> [Verilen metin]:
□ □ □ □

Anayasaya Aykırılığı
Söz
konusu (d) bendinin birinci fıkrasının birinci fıkrasında, yükseköğretim
kurumlarına yurt dışındaki yükseköğretim kurumları ve diğer kuruluşlarla
işbirliği tesis ederek ön lisans ve lisans programları da dahil olmak üzere uluslar arası ortak eğitim ve öğretim
programları yürütebilmek için yetki tanınmıştır.
Ancak bu
işbirliğinin yurt dışındaki hangi nitelikleri taşıyan yükseköğretim
kurumları ve diğer kuruluşlarla kurulabileceğine ilişkin bir belirleme
yapılmamıştır.
Bu yetki
kapsamında, yurt dışında kurulmuş olan ve Anayasanın 130 uncu maddesinde
getirilen esaslara uygun olmayan ve uygun eğitim öğretim yapmayan bir
yükseköğretim kurumu veya diğer kuruluşla, Türkiye’deki bir yükseköğretim
kurumunun ön lisans veya lisans programları dahil,
ortak eğitim ve öğretim programı yürütebilmesi kayıtsız, koşulsuz ve
sınırsız olarak imkan dahiline girebilmektedir.
Hatta bu
yetkinin kapsamına, yurtdışındaki yükseköğretim kurumu niteliğini taşımayan
kuruluşlarla, Türkiye’deki yükseköğretim kurumlarının lisans ve önlisans dahil ortak eğitim ve
öğretim programları yürütebilmesinin de girdiği açıktır.
Bunun
Anayasanın 130 uncu maddesine aykırı düşeceği açıktır.
Bu tür
ortak programlar, Türkiye’deki üniversitelere girecek düzeyde puan almayan
öğrencilerin, belirlenecek düşük düzeydeki bir puan eşiğine ulaşmak ve
yüksek düzeydeki ücretleri karşılayabilmek koşuluyla, ortak program yapılan
bir yabancı üniversiteye kaydolarak hem bu yabancı üniversiteden, hem de
Türkiye’deki ÖSYS’nda girmek için yeterli puan
alamadığı Türk üniversitesinden diploma almasına imkan
verebilmektedir. Halen bu uygulamanın örnekleri yükseköğretim sistemimizde
görülmektedir.
Böyle
bir durumun yükseköğretimde fırsat eşitliğini bozacağı; yükseköğretim
öğrencileri ve öğrenci adayları arasında yurt dışı eğitim giderlerini
karşılayabilmek veya karşılayamamak bakımından bir ayırıma yol açabileceği
ortadadır. Çünkü ÖSYS’de belli bir üniversiteye girebilmek için yeterli
puanı alamayan fakat yurtdışındaki ortak öğretim programının tarafı olan
üniversitenin giderlerini karşılayacak güçteki öğrenciler, yurtdışındaki
üniversiteye kayıt yaptırarak dolaylı biçimde, ÖSYS’de girme hakkını
kazanamadıkları Türkiye’deki taraf üniversitede eğitim görüp, diploma
alabileceklerdir.

□ □ □ □

> [Veri kayıtları]:

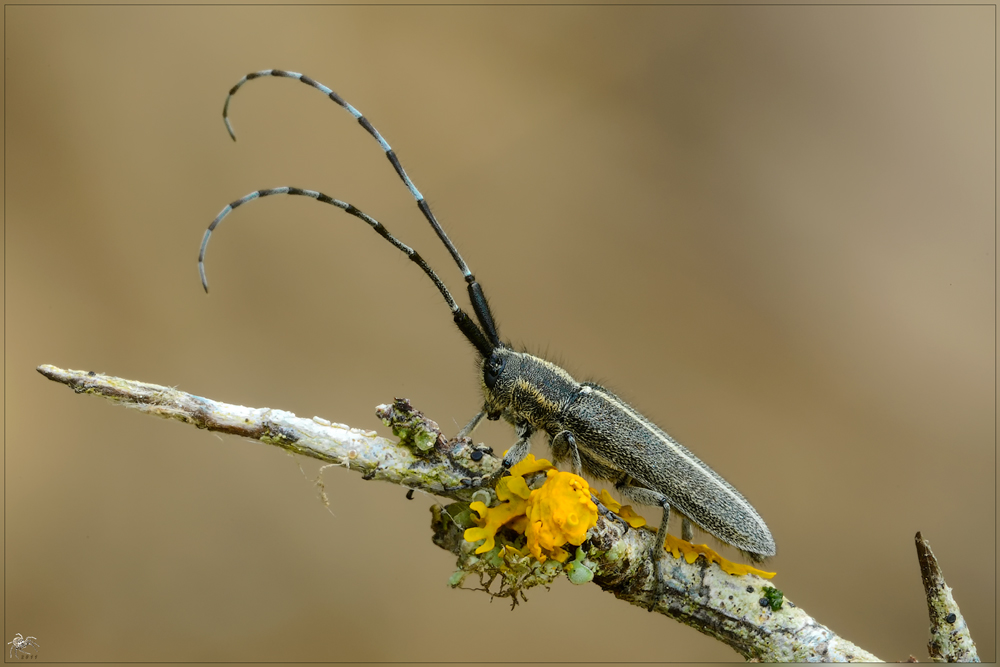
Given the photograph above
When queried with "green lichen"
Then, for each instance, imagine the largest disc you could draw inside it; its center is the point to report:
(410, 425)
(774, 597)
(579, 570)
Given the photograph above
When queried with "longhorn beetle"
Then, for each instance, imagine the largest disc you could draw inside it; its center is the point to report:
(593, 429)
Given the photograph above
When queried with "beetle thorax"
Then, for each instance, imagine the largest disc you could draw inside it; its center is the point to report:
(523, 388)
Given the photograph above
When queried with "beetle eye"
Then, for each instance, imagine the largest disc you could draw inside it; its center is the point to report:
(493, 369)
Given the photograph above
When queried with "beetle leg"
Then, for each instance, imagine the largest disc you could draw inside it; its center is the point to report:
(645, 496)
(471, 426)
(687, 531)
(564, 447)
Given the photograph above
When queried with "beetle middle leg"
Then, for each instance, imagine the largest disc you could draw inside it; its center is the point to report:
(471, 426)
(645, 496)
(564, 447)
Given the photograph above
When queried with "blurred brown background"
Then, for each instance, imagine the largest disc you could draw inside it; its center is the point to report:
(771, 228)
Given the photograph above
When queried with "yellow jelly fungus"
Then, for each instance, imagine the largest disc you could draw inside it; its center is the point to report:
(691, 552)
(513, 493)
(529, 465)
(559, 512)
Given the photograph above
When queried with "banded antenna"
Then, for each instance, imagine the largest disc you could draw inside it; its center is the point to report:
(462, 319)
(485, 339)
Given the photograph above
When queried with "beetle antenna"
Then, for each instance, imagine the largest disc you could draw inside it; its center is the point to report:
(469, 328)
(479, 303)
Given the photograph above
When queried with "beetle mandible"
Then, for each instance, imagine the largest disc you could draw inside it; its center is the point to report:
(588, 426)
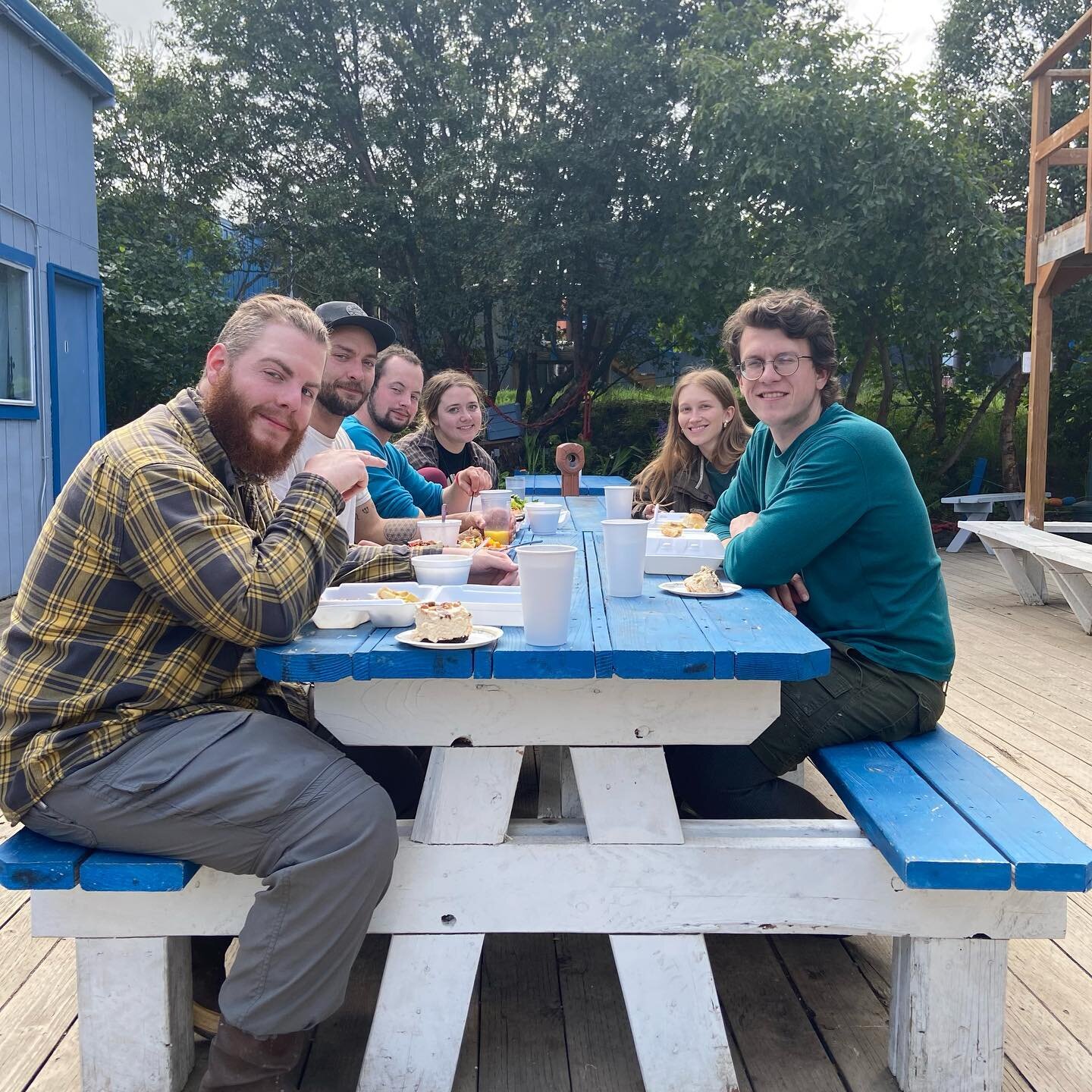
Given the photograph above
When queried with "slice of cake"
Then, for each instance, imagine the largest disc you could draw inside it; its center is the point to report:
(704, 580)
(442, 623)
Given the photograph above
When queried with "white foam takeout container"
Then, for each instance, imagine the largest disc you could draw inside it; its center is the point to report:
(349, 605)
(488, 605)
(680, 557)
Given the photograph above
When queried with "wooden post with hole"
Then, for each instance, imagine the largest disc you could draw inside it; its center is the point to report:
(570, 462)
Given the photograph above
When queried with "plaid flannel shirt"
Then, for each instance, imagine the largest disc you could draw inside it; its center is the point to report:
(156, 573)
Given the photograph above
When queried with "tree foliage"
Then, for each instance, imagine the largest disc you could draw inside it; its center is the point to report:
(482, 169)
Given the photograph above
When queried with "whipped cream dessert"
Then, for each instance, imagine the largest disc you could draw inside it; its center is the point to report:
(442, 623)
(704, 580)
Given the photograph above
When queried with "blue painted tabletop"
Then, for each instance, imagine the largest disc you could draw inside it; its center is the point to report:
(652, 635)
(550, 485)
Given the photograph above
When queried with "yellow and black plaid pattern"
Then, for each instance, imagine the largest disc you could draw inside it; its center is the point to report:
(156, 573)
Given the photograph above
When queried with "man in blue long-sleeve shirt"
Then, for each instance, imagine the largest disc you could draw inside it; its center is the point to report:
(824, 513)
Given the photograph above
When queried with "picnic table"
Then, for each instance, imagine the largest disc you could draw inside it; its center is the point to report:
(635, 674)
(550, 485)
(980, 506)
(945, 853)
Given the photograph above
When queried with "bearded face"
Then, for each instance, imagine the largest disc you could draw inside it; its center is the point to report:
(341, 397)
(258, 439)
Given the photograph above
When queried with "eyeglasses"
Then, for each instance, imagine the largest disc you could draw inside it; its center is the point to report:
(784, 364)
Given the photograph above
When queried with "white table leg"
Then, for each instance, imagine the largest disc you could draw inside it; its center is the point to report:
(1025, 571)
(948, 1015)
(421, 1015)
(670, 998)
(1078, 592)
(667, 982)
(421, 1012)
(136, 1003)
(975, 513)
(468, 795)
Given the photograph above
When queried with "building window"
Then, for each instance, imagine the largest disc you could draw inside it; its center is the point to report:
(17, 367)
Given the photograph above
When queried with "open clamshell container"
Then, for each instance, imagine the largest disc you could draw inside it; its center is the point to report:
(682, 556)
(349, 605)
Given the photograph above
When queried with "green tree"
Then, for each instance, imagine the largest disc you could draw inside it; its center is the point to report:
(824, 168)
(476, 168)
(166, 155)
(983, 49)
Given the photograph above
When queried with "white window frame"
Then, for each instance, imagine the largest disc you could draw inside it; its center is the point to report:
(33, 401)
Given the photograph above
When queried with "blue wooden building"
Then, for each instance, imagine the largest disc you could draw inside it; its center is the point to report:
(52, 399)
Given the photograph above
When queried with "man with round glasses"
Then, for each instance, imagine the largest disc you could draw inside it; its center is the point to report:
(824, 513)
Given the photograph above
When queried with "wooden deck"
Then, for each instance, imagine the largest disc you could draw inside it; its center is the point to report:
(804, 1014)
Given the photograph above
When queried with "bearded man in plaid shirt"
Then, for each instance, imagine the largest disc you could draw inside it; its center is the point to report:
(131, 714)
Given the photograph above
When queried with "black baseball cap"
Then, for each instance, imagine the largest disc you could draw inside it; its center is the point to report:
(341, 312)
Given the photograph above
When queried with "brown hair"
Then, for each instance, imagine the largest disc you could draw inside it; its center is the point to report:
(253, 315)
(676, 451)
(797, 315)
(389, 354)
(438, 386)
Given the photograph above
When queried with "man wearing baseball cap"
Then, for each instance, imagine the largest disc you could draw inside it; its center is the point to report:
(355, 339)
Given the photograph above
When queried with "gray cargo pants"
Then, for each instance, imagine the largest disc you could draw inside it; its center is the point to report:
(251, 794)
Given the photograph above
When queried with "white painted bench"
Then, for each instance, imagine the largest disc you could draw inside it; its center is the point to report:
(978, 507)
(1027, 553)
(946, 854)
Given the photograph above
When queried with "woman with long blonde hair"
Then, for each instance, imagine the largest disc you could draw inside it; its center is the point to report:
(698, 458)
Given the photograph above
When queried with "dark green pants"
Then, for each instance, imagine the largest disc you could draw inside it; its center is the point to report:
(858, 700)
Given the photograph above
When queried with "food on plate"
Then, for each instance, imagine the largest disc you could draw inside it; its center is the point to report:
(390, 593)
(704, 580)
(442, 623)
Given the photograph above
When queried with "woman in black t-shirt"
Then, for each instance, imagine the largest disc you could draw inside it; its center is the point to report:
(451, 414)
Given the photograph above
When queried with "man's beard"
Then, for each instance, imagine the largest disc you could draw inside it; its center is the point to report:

□ □ □ □

> [İstenenler]:
- A) Lütfen anayasaya aykırılık metninden "Anayasaya Aykırılığı" ifadesinden "için yetki tanınmıştır." ifadesine kadar olan kısmı hiç değiştirmeden geri ver.
- B) Anayasaya aykırılık metnindeki "Halen bu uygulamanın örnekleri yükseköğretim sistemimizde görülmektedir." cümlesini İngilizceye çevir.
Materyal bu iş için gerekli değildir.

> [Çözümler]:
- A)
Anayasaya Aykırılığı
Söz
konusu (d) bendinin birinci fıkrasının birinci fıkrasında, yükseköğretim
kurumlarına yurt dışındaki yükseköğretim kurumları ve diğer kuruluşlarla
işbirliği tesis ederek ön lisans ve lisans programları da dahil olmak üzere uluslar arası ortak eğitim ve öğretim
programları yürütebilmek için yetki tanınmıştır.

- B) Examples of this practice are currently seen in our higher education system.